Both the line with "Query: crowd of people" and the line with "Query: sunglasses" in the records below must appear in the output, along with every line between them, exactly and with nothing added.

The data section start

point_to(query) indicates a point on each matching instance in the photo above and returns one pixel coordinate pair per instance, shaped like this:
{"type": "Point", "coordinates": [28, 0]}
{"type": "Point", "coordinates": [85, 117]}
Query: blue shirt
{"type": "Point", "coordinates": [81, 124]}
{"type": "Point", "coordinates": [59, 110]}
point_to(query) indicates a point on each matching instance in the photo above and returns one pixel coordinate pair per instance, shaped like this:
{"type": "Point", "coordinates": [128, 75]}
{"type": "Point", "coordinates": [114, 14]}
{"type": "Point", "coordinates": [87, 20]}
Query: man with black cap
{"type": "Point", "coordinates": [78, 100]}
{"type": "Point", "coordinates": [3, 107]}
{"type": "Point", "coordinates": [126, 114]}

The data section end
The data section start

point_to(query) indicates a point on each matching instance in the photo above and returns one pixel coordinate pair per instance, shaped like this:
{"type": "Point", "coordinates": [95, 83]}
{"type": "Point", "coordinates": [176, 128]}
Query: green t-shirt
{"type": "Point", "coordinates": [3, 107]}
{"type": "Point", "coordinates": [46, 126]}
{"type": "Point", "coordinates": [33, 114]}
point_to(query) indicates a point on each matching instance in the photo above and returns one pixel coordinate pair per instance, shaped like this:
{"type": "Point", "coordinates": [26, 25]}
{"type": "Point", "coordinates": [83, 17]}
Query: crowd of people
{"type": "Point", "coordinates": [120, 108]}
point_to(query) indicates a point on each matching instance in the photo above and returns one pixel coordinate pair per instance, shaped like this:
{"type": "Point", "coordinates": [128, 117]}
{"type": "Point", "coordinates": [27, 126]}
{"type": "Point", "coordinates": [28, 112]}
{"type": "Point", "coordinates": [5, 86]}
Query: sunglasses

The data section end

* The completed task *
Query: crowd of people
{"type": "Point", "coordinates": [120, 108]}
point_to(query) indicates a point on each matching instance in the photo above and returns one pixel coordinate pair per instance, shaped like this:
{"type": "Point", "coordinates": [128, 117]}
{"type": "Point", "coordinates": [27, 126]}
{"type": "Point", "coordinates": [28, 112]}
{"type": "Point", "coordinates": [5, 86]}
Query: sunglasses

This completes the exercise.